Coordinate annotation rows

— START —

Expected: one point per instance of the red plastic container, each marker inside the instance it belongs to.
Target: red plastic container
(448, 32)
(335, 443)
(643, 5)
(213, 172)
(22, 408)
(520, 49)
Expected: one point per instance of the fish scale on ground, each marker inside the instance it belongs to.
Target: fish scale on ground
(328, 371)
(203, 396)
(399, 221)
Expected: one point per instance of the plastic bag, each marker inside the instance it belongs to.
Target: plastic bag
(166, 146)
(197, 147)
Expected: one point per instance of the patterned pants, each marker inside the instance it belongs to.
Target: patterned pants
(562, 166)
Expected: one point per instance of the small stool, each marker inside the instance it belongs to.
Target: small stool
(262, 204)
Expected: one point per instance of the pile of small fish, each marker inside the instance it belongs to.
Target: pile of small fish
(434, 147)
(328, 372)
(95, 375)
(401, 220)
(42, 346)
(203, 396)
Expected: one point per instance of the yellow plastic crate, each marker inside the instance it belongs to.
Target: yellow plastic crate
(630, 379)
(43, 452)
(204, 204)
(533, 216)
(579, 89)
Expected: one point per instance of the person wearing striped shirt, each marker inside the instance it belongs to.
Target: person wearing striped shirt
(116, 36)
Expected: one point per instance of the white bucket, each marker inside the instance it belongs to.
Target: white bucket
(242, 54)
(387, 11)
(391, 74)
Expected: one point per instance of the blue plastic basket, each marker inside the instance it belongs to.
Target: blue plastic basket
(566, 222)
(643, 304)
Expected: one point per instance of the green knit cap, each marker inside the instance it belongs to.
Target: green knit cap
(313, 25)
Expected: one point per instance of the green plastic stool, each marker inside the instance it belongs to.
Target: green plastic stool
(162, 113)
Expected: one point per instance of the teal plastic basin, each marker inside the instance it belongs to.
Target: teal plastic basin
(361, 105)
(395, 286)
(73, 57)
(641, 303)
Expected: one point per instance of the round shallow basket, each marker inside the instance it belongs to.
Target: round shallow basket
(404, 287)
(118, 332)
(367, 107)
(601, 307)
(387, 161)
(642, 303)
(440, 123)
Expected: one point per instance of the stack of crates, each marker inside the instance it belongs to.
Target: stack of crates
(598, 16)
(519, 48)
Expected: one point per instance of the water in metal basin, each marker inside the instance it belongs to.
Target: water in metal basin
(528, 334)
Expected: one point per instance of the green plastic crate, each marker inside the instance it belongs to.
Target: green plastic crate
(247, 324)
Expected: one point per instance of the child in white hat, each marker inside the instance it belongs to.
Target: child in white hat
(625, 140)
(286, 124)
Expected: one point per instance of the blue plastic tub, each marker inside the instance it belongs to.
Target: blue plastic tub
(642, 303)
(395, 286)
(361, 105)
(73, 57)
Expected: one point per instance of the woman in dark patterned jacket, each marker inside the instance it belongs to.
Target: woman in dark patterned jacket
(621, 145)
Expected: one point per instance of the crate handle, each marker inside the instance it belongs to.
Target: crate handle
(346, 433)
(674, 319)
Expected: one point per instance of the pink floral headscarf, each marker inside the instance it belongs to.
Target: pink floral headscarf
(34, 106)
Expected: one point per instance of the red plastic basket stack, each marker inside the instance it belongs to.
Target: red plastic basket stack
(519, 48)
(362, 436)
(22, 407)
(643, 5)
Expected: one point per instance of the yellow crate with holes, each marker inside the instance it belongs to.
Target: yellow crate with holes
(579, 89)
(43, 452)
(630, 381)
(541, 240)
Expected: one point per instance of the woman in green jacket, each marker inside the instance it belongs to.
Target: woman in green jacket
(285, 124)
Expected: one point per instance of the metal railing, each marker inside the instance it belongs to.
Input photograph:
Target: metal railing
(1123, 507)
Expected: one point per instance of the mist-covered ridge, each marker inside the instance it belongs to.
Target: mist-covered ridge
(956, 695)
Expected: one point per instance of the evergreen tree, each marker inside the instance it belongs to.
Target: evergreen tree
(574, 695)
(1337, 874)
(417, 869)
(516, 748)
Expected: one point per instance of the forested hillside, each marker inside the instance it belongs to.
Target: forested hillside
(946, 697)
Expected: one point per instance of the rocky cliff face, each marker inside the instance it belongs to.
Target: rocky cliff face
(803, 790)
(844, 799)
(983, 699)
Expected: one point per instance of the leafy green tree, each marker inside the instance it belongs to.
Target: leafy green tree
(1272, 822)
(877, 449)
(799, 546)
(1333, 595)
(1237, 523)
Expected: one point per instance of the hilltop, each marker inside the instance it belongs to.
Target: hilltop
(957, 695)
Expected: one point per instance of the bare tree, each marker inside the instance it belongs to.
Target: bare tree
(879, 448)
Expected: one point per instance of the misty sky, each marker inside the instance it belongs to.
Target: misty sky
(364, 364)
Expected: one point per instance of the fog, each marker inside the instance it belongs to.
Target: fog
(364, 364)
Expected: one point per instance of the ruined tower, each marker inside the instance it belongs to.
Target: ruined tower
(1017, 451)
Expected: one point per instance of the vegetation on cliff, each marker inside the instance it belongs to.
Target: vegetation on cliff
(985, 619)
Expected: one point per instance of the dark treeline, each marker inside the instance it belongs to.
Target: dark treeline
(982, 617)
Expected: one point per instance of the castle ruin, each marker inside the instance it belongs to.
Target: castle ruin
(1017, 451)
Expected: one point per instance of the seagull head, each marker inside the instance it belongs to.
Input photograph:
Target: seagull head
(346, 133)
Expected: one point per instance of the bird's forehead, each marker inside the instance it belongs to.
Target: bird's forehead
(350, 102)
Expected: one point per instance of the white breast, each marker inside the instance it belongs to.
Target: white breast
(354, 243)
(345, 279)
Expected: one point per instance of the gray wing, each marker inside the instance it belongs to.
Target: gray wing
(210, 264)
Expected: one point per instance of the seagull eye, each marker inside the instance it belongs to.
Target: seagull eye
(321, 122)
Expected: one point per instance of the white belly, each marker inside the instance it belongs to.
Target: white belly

— END —
— START —

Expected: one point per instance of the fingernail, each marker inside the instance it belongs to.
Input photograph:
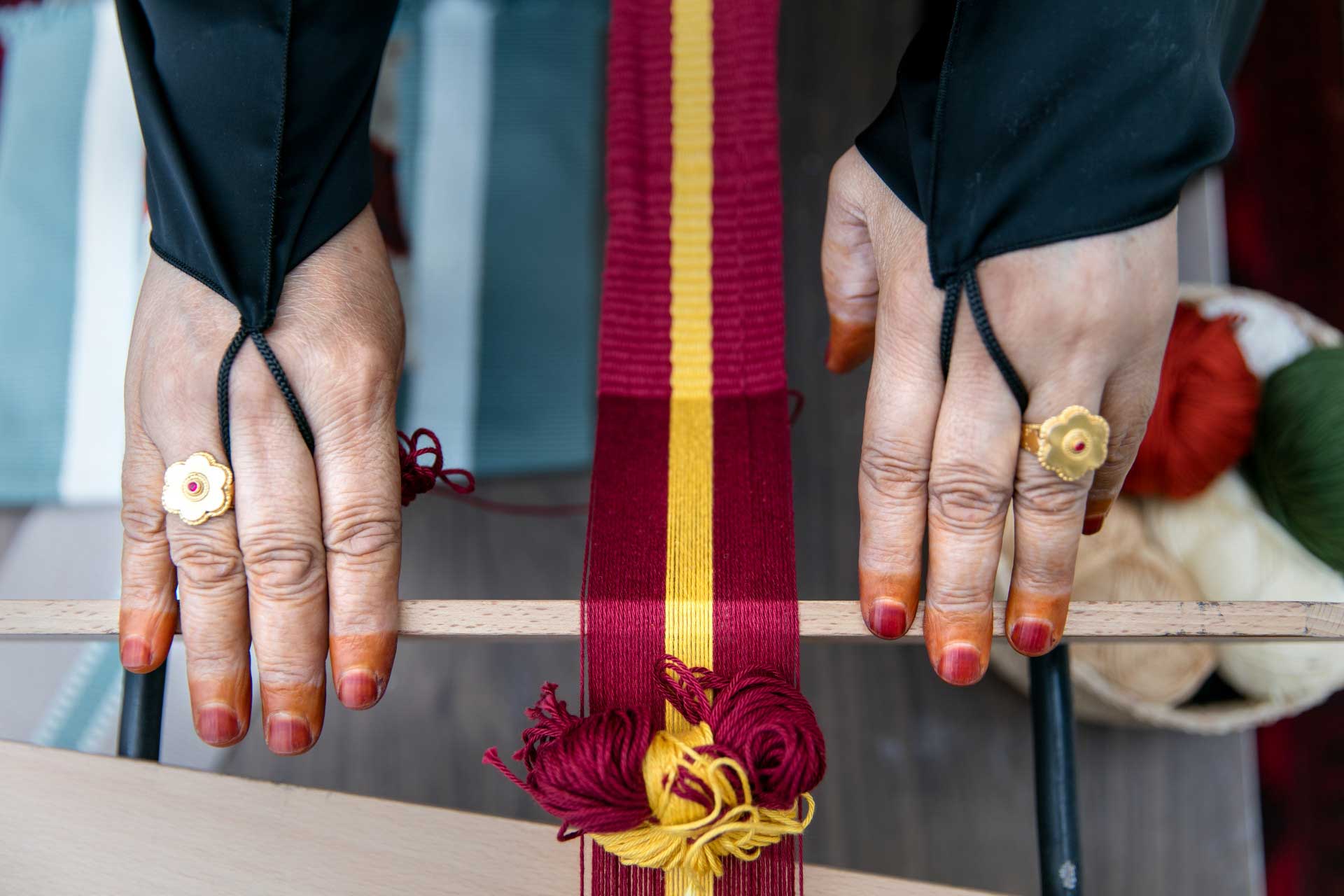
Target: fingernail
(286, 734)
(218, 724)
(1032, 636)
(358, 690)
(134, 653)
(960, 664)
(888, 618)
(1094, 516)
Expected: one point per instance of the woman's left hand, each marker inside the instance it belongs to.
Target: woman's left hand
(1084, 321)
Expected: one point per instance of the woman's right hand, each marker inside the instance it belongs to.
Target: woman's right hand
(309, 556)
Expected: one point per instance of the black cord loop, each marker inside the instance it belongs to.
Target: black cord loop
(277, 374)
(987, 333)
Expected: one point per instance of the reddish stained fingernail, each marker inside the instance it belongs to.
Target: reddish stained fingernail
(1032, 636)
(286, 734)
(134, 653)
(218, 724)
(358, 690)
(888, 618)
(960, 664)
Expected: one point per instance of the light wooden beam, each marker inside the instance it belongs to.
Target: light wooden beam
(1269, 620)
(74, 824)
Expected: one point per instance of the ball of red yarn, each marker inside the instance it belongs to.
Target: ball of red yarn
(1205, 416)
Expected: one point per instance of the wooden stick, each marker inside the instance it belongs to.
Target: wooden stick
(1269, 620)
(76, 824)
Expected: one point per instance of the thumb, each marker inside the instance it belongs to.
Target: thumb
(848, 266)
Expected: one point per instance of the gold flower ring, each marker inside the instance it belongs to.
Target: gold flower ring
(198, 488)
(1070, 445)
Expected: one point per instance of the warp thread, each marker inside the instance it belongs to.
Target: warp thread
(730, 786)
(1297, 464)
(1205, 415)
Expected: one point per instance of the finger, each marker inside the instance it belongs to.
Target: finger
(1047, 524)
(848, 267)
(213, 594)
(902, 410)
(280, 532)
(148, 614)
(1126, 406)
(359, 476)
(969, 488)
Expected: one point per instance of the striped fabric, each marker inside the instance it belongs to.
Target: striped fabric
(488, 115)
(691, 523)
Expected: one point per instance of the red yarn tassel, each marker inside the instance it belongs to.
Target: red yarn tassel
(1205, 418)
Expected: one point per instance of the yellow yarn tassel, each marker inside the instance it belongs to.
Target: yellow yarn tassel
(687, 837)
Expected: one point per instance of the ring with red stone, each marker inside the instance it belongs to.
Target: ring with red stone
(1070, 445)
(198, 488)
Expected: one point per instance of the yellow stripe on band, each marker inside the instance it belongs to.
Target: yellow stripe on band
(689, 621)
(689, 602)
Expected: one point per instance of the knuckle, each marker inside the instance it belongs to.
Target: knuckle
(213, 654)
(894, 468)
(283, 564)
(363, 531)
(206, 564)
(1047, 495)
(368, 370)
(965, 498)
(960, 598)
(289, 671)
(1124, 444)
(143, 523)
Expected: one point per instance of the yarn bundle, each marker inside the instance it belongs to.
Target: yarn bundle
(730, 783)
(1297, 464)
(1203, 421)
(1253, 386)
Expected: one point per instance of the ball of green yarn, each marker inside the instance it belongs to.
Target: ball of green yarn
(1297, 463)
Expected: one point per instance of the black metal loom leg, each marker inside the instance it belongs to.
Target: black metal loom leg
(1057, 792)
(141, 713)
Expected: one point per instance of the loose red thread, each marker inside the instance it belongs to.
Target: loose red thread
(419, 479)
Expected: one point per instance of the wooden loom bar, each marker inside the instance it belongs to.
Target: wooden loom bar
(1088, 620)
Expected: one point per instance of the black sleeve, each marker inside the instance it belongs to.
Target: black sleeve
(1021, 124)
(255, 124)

— END —
— START —

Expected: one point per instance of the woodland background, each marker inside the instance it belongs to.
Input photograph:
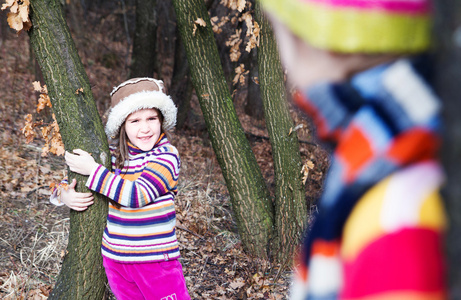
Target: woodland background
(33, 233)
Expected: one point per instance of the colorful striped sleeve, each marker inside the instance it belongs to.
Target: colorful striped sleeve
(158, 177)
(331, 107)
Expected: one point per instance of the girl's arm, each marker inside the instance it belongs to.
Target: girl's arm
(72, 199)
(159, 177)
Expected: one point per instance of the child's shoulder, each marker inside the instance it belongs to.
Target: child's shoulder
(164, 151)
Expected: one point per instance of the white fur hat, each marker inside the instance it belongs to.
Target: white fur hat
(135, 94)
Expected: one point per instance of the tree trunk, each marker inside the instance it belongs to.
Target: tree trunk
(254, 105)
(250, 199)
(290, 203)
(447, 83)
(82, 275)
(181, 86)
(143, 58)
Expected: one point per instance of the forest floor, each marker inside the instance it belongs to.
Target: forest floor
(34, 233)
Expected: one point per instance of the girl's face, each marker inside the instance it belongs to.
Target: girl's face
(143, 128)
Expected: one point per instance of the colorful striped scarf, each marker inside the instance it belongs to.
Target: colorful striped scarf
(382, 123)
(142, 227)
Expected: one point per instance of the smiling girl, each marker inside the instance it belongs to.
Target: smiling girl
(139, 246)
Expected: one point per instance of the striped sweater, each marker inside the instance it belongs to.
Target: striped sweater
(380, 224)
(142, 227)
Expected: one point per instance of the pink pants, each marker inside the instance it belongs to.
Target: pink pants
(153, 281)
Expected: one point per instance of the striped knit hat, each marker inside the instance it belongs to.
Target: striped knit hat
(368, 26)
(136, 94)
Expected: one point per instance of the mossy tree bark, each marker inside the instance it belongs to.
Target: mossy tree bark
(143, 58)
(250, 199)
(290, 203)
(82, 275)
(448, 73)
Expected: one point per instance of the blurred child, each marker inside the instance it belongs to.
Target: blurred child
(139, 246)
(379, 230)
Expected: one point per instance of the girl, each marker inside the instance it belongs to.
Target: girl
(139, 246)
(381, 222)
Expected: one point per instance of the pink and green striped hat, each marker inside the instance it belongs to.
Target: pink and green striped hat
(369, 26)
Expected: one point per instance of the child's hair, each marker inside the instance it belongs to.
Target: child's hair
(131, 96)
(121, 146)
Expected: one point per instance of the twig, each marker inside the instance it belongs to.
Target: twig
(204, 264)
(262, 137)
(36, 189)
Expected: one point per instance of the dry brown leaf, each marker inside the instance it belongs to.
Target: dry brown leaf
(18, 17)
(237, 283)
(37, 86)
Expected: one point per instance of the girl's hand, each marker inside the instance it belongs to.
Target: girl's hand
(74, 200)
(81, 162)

— END —

EXERCISE DESCRIPTION:
Reproduce the rows starting at the line containing "Expected: one point per instance of the thumb, each" and ending at the line containing "(1205, 415)", with "warp thread" swapped for "loom thread" and nothing else altered.

REPLY TO THE TASK:
Expected: one point per instance of the thumb, each marker inside the instance it belongs to.
Target: thumb
(848, 266)
Expected: one point per instance of the gold flower ring, each marker inside the instance it belongs to.
Target: gold flower ring
(198, 488)
(1070, 445)
Expected: one point per instance of the loom thread, each marker inside the instance it belongs to.
Target: loom thread
(730, 786)
(1297, 464)
(1205, 415)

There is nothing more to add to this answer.